§ **What is needed**:
Write out the material below verbatim, keeping every line and every coordinate in its original order.
------ Data provided
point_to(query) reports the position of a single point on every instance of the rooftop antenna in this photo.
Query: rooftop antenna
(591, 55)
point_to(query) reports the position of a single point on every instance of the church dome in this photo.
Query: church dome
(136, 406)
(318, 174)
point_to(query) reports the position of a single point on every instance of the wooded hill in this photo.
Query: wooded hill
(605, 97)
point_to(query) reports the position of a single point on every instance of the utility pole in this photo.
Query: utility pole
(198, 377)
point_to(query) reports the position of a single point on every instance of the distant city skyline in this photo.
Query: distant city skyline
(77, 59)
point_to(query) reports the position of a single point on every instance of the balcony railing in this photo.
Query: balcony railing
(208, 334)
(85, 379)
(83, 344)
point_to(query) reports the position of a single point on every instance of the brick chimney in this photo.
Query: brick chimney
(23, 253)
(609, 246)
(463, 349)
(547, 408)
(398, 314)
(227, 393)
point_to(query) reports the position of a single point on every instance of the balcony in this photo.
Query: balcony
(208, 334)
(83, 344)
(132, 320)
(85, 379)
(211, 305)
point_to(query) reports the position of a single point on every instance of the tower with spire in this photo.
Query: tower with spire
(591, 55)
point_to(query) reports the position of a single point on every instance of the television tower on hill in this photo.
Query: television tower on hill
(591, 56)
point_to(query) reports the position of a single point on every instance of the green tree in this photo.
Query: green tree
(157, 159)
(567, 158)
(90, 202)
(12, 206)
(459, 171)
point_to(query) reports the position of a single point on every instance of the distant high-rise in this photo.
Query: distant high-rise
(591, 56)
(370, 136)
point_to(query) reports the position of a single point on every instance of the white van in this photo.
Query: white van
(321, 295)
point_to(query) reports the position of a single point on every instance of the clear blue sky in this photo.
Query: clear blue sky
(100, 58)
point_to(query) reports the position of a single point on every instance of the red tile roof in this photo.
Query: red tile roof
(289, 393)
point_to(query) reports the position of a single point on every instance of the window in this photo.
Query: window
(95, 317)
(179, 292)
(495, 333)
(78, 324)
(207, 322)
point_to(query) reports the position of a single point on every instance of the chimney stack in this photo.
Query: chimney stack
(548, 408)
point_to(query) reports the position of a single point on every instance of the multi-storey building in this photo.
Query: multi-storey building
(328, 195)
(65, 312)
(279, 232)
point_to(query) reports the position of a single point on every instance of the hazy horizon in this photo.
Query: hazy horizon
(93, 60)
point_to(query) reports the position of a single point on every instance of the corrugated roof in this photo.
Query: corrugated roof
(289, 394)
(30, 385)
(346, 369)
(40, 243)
------------
§ **Exercise result**:
point_to(query) reports the position of a single point on every instance of the rooftop antenna in this photo.
Query: rooftop antenna
(591, 55)
point_to(query) reports the position of a single point on every instance of the church dome in this photo.
Query: church dome
(136, 406)
(318, 174)
point_to(query) reports the position of a single point on every instance of the wooded hill in this photo.
Query: wooded hill
(605, 97)
point_to(query) reports the position of a single point on every instance of the utility pole in this photo.
Query: utility pole
(198, 377)
point_to(query) reports the position of a single point on every instance of the distant city skyline in this photo.
Query: distant city skyline
(77, 59)
point_to(query) reports the position of a single point on every instance of the balcony railing in this photo.
Query: balcony railing
(208, 334)
(85, 379)
(83, 344)
point_to(query) reports the position of a single point on every instance of the brick chimney in this photo.
Query: brick chimney
(23, 253)
(609, 246)
(463, 349)
(547, 408)
(398, 314)
(227, 393)
point_to(query) reports the position of a single point on every instance of the balcony in this photo.
Query: balcony
(208, 334)
(83, 344)
(132, 320)
(85, 379)
(211, 305)
point_to(query) reports the position of a single point on every instance of the tower with spire in this photo.
Query: tower with spire
(591, 55)
point_to(query) reports the position of a single point on every instance of the television tower on hill in this photo.
Query: television tower on hill
(591, 56)
point_to(query) reports the position of a single point on every instance of the green tree in this photo.
Query: green tree
(157, 159)
(567, 158)
(90, 202)
(12, 206)
(459, 171)
point_to(query) reports the position of a single point on every instance of the distant high-rise in this photo.
Query: distant high-rise
(591, 56)
(370, 136)
point_to(query) reports the position of a single point on every instance of the white van in this photo.
Query: white van
(321, 295)
point_to(query) reports the position of a single point on every instance of the clear blue sky in this photo.
Query: clear blue sky
(100, 58)
point_to(query) reports the position of a single point on every instance of the red tile roof in this photo.
Query: red tile roof
(289, 393)
point_to(query) reports the position of a single point on every instance of the window in this photo.
Query: window
(95, 317)
(179, 292)
(495, 333)
(78, 324)
(207, 322)
point_to(query) reports the position of a single point on every instance of the chimney stack in this photo.
Query: chimney stack
(548, 408)
point_to(query) reports the position of a single point on every instance of the multi-storey building in this photo.
Query: multi-storey building
(328, 195)
(65, 312)
(279, 232)
point_to(query) reports the position of a single point on every instance of the hazy horizon in this photo.
Query: hazy horizon
(93, 60)
point_to(query) reports the position of a single point on every instance of the corrugated roof in this photo.
Query: corrugated roof
(289, 394)
(30, 385)
(346, 369)
(40, 243)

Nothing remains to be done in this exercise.